* TEXT UNDER STUDY:
Lately, instead of journaling, I have taken to writing letters. I find it extremely helpful in helping me keep my internal dialogue realistic. I also find that it helps me sort out my boundaries with different individuals in my life because in my letters I can say whatever I want and assess how I would feel if they read that letter. It is so very beneficial. I had never thought of doing that before, but the idea came to me a few weeks ago, when I heard that my dear friend Bryce was moving away. I started a letter to him, which I intended to keep writing every day until he left. However, after I found out that he was pulling a prank on me and not actually leaving
The letter writing itself is even fun. I write on stationary, and keep each person’s letters in their own envelopes. I think eventually I will have to buy bigger envelopes for some people. I like this. A lot.

* INFORMATION SHOWN:
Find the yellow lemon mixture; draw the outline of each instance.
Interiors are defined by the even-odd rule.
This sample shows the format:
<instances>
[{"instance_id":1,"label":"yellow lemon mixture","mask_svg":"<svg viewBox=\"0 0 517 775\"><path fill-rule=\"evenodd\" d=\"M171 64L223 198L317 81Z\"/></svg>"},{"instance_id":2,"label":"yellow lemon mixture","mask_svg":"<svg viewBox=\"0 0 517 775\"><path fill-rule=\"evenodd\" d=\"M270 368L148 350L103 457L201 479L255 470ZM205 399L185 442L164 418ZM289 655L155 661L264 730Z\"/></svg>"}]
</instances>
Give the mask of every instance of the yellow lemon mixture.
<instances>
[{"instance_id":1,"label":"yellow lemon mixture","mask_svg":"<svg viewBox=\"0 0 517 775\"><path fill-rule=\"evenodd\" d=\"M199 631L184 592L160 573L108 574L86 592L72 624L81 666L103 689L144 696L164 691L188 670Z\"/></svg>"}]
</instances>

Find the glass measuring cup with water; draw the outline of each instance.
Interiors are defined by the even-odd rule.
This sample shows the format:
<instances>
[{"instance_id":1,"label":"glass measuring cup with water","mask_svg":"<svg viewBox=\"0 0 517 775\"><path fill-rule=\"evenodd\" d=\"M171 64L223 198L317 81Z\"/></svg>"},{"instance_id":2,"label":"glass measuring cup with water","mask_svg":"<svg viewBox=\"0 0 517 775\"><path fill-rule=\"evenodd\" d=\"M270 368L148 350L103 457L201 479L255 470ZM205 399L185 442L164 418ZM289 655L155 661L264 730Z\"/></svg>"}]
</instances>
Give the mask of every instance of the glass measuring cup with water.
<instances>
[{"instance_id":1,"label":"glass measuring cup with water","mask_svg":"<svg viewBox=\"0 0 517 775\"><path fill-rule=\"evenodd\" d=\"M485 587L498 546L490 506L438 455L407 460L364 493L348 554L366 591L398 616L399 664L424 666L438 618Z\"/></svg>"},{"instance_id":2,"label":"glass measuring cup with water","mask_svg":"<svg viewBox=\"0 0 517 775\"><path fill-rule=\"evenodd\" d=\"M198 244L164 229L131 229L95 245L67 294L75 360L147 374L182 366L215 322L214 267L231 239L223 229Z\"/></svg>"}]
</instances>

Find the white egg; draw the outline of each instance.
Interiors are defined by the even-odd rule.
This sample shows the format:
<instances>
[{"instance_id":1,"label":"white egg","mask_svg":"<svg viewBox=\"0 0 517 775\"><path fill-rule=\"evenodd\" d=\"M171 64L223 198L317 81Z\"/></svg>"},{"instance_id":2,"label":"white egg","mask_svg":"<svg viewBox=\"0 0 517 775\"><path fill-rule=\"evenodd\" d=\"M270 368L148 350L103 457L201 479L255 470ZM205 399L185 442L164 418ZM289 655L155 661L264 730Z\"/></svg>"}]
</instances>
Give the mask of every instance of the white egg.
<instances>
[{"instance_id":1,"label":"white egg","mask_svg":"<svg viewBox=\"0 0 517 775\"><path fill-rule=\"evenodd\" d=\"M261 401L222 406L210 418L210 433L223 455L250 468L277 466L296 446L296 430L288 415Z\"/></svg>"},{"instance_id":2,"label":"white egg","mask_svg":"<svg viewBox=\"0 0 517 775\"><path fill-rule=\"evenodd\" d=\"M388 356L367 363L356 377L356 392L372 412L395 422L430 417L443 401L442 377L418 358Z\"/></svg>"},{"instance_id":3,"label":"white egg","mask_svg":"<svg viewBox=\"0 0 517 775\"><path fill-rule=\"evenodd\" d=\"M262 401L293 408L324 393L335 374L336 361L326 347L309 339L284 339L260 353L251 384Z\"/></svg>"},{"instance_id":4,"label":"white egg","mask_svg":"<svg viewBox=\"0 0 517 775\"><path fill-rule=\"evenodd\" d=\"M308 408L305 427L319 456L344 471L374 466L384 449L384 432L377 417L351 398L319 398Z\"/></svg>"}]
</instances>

* ASSIGNED TASK: Write what comes next in the piece on writing letters instead of journaling, picking up after its final sentence. The data above stands apart from the piece on writing letters instead of journaling.

* TASK ANSWER:
Today was also the woman’s doctor extravaganza. Let me just tell you that old man doctors are the best. They are very sweet and very kind and there really isn’t anything you can do or say that will shock them. This does not mean that I don’t still hate them for being doctors. I do, but I put up with them because they’re likeable even though they are doctors. Anywho, outside of all of the normal crazy stories that come from gyno appointments, let me fill you in a bit on the disease and how that is progressing. Gentlemen, be warned. I will be covering a lot of female material.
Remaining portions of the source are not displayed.